------ Текст ------
Сторож брату своему

Шели Шрайман
В отличие от героев известной сказки братьев Гримм про пряничный домик, Моти точно знал, что попадет в беду, но так же, как и они, помечал пройденный путь. Он был уверен: однажды придет день, когда он отыщет по отметкам дорогу назад. За 12 лет, которые Моти Эзрад провел в камере, тюрьма не стала для него домом: он не скучал по ней в короткие промежутки, когда оказывался на свободе, но был еще недостаточно силен для того, чтобы найти себя за ее стенами и жить как все.

Первое «дело» на него завели, когда ему исполнилось всего девять: к тринадцати годам их насчитывалось уже полсотни. Моти довел счет до двух с половиной сотен, после чего пустился в обратный путь. Это случилось в 1991-м году. В ту пору Моти перевалило за 30, за его спиной было три тюремных срока и 18-летний наркоманский стаж.

***

Мы встречаемся в центре Тель-Авива в три часа дня: раньше Моти не может, с утра он работает в школе инструктором по воспитанию подростков. Он возникает за спиной неслышно, приводя нас с фотокорреспондентом в легкое замешательство. Моти – сама элегантность: на нем черная рубашка и светлые брюки хорошего покроя; аккуратная стрижка на голове. Моложавый, спортивный, подтянутый. В довершение ко всему - открытая, располагающая улыбка. О прошлом напоминает разве что едва заметный рубец от шрама на щеке. Мы поднимаемся в его квартиру, где Моти первым делом представляет нас с фотокорреспондентом своей жене и трем дочерям, после чего уединяемся в комнате, где хранятся музыкальные инструменты (кроме всего прочего, Моти еще и певец, часто выступает перед бывшими заключенными и наркоманами, проходящими реабилитацию).
------
→ **Письменное задание**:
Продолжите текст о Моти Эзраде, начав сразу после его последней фразы. Эти записи для работы не понадобятся.
------ Выдержка из данных ------
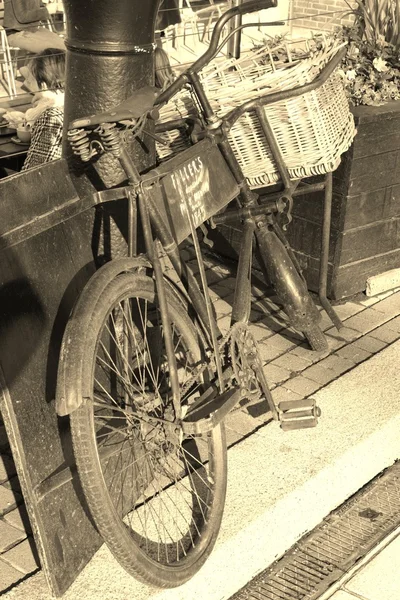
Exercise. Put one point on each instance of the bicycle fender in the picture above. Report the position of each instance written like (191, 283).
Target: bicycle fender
(73, 355)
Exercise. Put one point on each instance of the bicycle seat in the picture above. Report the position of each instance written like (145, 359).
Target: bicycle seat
(135, 106)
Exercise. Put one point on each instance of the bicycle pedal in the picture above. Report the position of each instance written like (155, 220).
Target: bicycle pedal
(298, 414)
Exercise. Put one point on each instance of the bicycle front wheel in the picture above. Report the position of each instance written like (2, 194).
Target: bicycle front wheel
(156, 496)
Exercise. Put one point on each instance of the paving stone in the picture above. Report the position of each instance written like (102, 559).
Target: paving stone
(394, 324)
(4, 443)
(304, 351)
(301, 385)
(370, 344)
(281, 342)
(282, 394)
(354, 353)
(368, 301)
(19, 518)
(319, 374)
(8, 500)
(267, 351)
(385, 333)
(8, 576)
(337, 364)
(222, 307)
(275, 375)
(325, 322)
(348, 309)
(389, 306)
(336, 341)
(23, 557)
(367, 320)
(7, 468)
(9, 536)
(260, 330)
(291, 362)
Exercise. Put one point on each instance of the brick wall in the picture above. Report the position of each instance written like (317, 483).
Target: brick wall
(305, 13)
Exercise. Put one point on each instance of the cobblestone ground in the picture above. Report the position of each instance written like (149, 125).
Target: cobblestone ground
(293, 372)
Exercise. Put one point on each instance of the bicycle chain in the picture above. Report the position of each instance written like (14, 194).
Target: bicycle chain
(232, 337)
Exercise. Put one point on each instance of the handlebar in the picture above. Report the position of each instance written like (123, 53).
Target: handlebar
(242, 9)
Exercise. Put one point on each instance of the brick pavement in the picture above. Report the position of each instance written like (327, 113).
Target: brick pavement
(292, 369)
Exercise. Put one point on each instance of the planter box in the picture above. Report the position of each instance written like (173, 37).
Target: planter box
(365, 237)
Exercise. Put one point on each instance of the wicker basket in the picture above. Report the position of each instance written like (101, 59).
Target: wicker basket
(312, 130)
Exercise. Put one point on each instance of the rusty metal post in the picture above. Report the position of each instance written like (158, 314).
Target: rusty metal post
(47, 248)
(109, 56)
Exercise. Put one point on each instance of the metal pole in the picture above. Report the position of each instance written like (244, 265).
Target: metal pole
(233, 46)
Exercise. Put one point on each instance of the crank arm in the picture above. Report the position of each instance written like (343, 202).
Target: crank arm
(298, 414)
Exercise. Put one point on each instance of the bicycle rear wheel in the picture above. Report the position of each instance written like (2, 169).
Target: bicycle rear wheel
(156, 496)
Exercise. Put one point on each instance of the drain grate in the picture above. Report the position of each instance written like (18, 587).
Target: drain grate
(323, 556)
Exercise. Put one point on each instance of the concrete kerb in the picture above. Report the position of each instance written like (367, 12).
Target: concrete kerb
(291, 483)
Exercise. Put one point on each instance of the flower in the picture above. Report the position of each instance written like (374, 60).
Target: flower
(380, 64)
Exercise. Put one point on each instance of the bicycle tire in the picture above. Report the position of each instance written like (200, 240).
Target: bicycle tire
(119, 502)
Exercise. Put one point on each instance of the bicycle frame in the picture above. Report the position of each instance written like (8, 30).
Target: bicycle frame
(148, 193)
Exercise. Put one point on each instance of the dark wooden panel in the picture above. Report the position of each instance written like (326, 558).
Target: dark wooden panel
(380, 170)
(311, 207)
(371, 240)
(305, 236)
(351, 279)
(370, 207)
(366, 145)
(40, 279)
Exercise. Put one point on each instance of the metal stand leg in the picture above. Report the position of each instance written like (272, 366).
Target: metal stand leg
(242, 302)
(324, 257)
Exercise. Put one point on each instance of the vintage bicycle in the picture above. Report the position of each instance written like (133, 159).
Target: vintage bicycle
(145, 374)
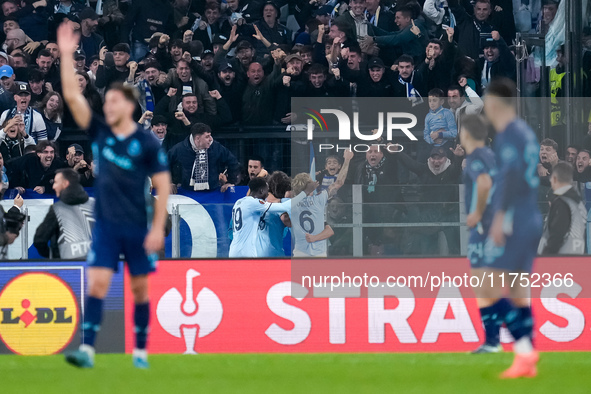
------
→ **Ответ ниже**:
Недавно Моти возглавил добровольческую организацию реабилитировавшихся заключенных, которая уже насчитывает несколько сотен членов по всей стране. Об этом я и хочу спросить его, но Моти неожиданно перехватывает инициативу и предлагает мне выслушать историю его жизни, на что я охотно соглашаюсь, чувствуя в нем хорошего рассказчика.

***

- Мы прибыли в 1966-м году из Марокко. Мать, отец и десять детей. Я среди своих братьев был седьмым по счету. Там, в Марокко, мои родители жили мечтой об эрец-Исраэль, а прибыли в государство Израиль, которое направило их в город развития Офаким, - начинает Моти и вдруг делает паузу, после которой неожиданно говорит. – А теперь я сделаю небольшое отступление и расскажу тебе о своей недавней поездке в коммуну «Зоарим», где реабилитируют бывших наркоманов. Она находится недалеко от Кирьят-Гата, и я выступал там с концертом. Но прежде была церемония, на которой тридцати подросткам вручали медаль за то, что они уже год не употребляют наркотиков. Их вызывали по очереди, и я обратил внимание на то, что слышу одни русские имена – Павел, Володя, Саша, Евгений... Я вдруг понял, что ваша, «русская» алия проходит то же самое, что проходили 30 лет назад мы, выходцы из Марокко. Получается, что государство не учится на своих ошибках, обрекая каждую алию на те же самые трудности. Поэтому я и согласился встретиться сегодня с тобой – мне крайне важно донести до членов вашей общины нечто очень важное. Назови это как хочешь: послание, горький опыт, - суть не в названии.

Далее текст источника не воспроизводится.